Material for the task:

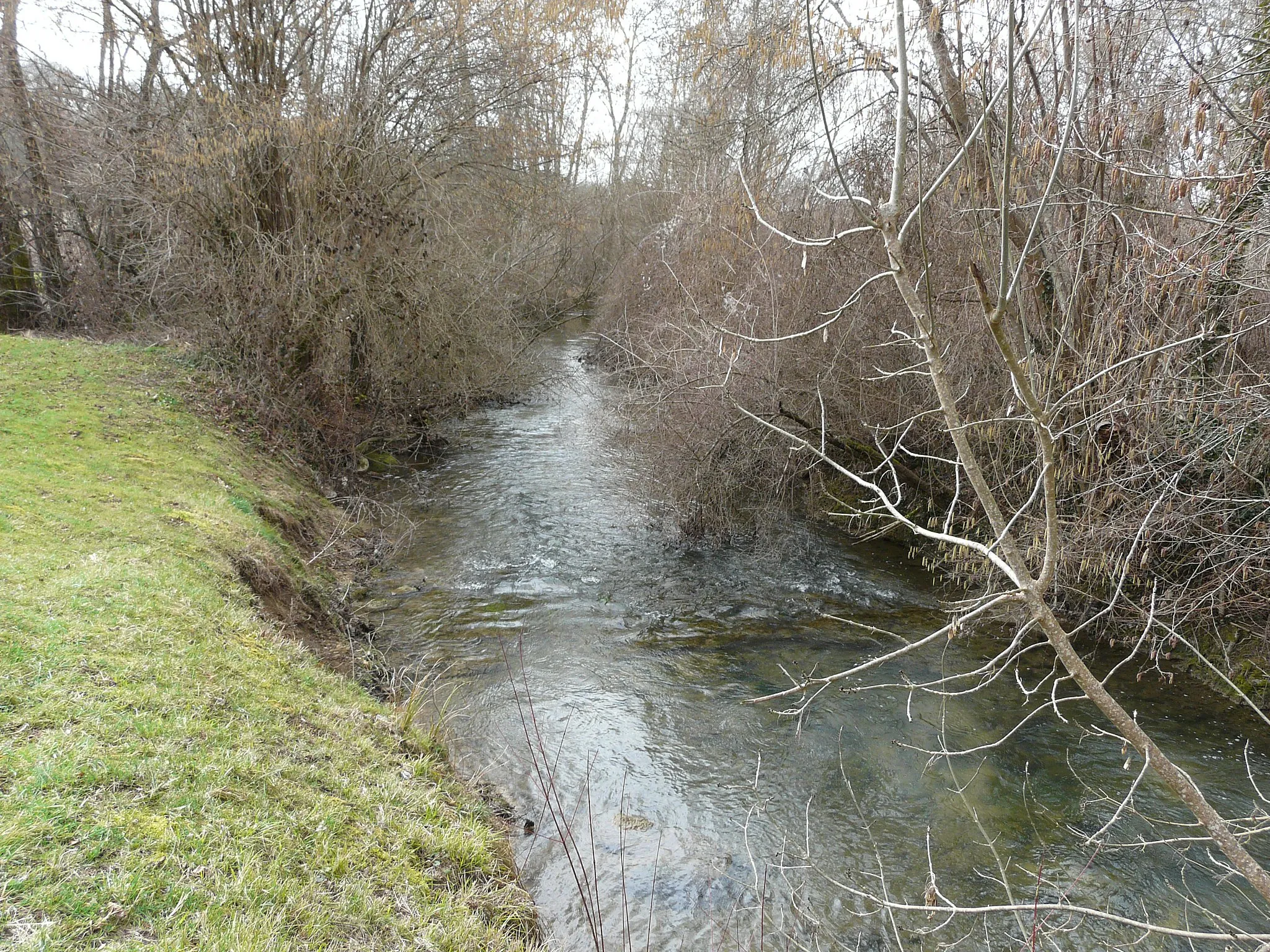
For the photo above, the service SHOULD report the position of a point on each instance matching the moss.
(173, 771)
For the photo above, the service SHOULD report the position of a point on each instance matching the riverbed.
(596, 668)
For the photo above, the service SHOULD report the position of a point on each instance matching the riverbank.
(177, 770)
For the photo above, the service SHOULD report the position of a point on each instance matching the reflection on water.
(535, 545)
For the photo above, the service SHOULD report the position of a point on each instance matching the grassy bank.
(175, 771)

What is being asked: Convert the data from the line containing "matching the riverbank." through the end of the data into a two-column CSV with the headers input and output. Each row should pair a line of text with the answer beneath it, each in a single quoted field with any line breaks replaced by spaces.

In response:
input,output
"For the photo above, the service SHOULD report the position of a point on each instance matching the riverbank.","(177, 770)"
"For the photo above, the service SHOULD report the position of a point on each instance matching the reflection on water.","(535, 545)"
"For the photo above, the service SHOULD report the position of a point on each instance matching the grassy bank.","(175, 771)"